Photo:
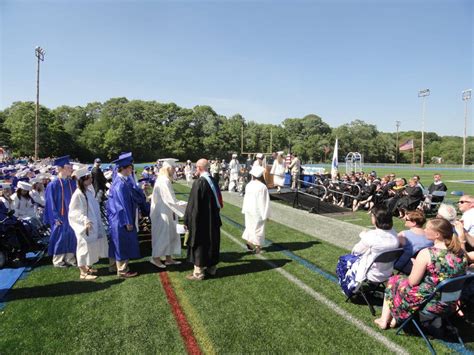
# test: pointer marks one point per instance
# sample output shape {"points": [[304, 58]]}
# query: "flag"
{"points": [[407, 145], [335, 162], [288, 160]]}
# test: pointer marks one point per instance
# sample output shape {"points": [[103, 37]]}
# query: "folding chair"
{"points": [[369, 287], [450, 291]]}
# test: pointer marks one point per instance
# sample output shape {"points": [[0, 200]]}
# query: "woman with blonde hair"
{"points": [[164, 213], [444, 260]]}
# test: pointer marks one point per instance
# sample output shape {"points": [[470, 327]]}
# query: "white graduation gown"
{"points": [[164, 238], [234, 168], [278, 172], [93, 245], [256, 208]]}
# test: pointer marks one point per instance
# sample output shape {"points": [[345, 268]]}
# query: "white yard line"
{"points": [[317, 296]]}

--------------------

- What you need to do: Copy the records exactly; no image should appear in the result.

- Task response:
Photo:
# test: pointer marks one point per instance
# sample output shape {"points": [[304, 58]]}
# query: "flag"
{"points": [[407, 145], [335, 162], [288, 160]]}
# test: pointer marks one point per instance
# sample output shape {"points": [[103, 37]]}
# query: "folding chair"
{"points": [[369, 287], [450, 291]]}
# test: pointer marks one point per instance
# sample output shape {"points": [[0, 200]]}
# query: "woman with blonde hair"
{"points": [[164, 213], [444, 260]]}
# test: pointer marks one point per instance
# sample output shape {"points": [[470, 327]]}
# query: "white graduation gown"
{"points": [[164, 238], [234, 168], [278, 172], [93, 245], [256, 208]]}
# test: pointer marks one point per instance
# sample output shape {"points": [[345, 268]]}
# query: "white yard line"
{"points": [[317, 296]]}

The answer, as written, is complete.